*** Dataset entries

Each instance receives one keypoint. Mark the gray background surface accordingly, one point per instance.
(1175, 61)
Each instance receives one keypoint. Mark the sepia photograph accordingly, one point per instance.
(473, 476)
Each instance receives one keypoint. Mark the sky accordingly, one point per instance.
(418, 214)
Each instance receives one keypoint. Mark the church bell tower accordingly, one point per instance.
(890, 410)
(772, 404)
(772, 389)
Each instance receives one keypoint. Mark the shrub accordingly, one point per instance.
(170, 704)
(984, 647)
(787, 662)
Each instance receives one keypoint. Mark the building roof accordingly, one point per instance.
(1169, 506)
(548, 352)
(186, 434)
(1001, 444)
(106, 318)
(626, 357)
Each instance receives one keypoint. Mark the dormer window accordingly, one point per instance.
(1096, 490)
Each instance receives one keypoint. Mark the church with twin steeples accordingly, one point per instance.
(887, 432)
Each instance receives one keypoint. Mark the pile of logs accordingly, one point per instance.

******

- **Problem statement**: For each entry above, please make an exact copy.

- **Written response**:
Each instance receives one keypoint. Mark the gray background surface accordingly, one point per instance.
(1175, 61)
Each instance receives one keypoint. Mark the sepia photograph accordingly, one point per instance.
(473, 476)
Each instance receives one keypoint. Mark the sky accordingly, one point per instance.
(418, 214)
Each instance receives one keypoint. Mark the church bell tower accordingly, one point per instance.
(890, 410)
(772, 404)
(772, 389)
Each instance receives one keypoint. Mark the shrub accordingly, one point per instance.
(170, 704)
(984, 647)
(787, 662)
Each instance receives one keypoint. Mark the building roof accordingly, one point per instance.
(1169, 506)
(548, 352)
(186, 434)
(1001, 444)
(106, 318)
(626, 357)
Each instance receives one keypoint. Mark the dormer window accordingly, one point per instance.
(1096, 490)
Each instance receives one keypoint. Mark the church with twin steeples accordingly, one point per instance.
(887, 432)
Each instance receives one keypoint. Mark the pile of logs accordingly, one point per instance.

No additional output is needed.